### EXERCISE INSTRUCTIONS
Go to the line holding "Target: dense green treeline" in the entries below and write out exactly every line down to and including the line holding "mooring post in this photo.".

### ENTRIES SUPPLIED
<<<<
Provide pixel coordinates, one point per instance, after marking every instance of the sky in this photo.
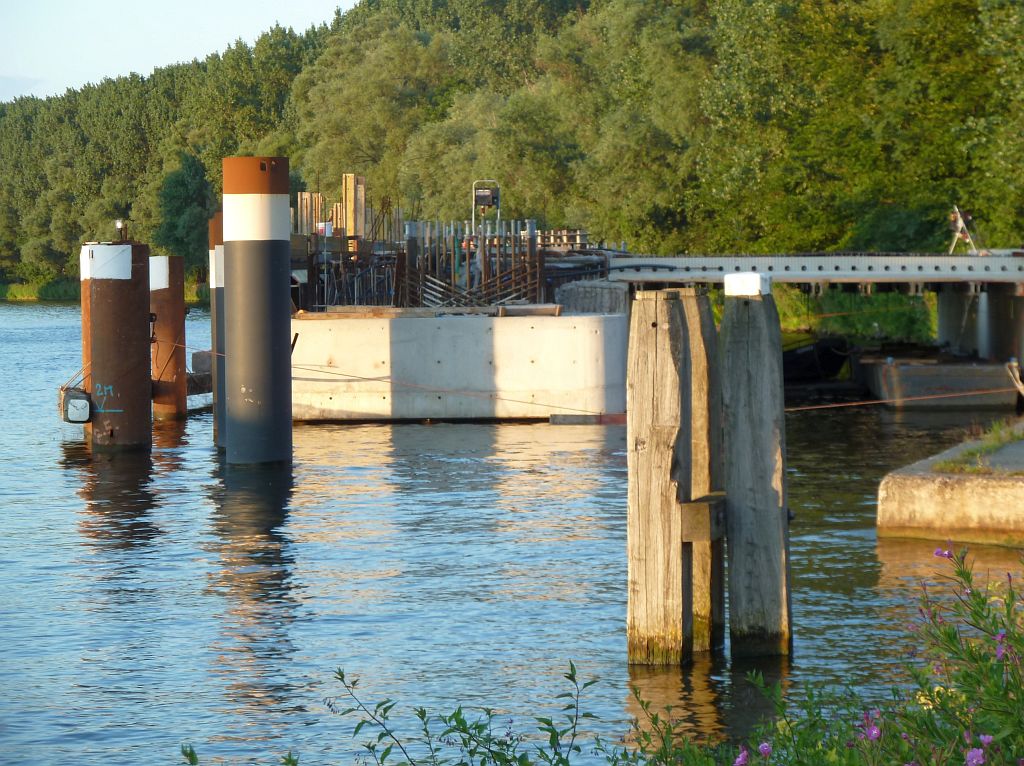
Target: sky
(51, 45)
>>>>
<<<<
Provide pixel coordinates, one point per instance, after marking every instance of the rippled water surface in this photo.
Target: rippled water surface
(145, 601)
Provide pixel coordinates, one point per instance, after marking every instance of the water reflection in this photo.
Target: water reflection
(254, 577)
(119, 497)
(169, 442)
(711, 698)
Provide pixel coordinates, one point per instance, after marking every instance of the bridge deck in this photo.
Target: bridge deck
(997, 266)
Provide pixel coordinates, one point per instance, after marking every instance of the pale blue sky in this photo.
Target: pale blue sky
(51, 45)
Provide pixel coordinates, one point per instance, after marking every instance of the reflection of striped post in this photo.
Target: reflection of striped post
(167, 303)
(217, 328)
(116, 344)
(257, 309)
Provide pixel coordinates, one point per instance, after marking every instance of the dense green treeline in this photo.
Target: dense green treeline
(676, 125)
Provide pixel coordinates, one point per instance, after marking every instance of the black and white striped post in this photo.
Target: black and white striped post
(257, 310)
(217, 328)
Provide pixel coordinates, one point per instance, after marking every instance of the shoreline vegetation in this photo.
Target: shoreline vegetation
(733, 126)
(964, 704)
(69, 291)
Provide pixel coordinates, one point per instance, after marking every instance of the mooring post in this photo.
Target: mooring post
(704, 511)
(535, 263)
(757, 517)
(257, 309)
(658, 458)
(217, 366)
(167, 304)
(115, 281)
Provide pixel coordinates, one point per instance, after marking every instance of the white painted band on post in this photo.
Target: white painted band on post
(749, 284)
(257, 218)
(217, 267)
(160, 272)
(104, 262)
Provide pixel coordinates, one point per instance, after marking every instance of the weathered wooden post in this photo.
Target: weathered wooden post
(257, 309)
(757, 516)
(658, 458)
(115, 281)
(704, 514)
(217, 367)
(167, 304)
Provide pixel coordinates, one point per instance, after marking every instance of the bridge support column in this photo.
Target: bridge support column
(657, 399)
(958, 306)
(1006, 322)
>>>>
### FINISHED EXERCISE
Target: dense green treeline
(676, 125)
Provide pixel coordinates, one point per instance, after marking every instance of the black and white striped post in this photo.
Target: black and white striped post
(257, 310)
(217, 328)
Provide pixel coordinates, one point per instance, after marking every instance of the shoreline vegetation in this photo.
Target: shoreline vegetation
(733, 126)
(964, 704)
(69, 291)
Provide pixel coordinates, one point per instance, after marking every instance of the mooring post in this photo.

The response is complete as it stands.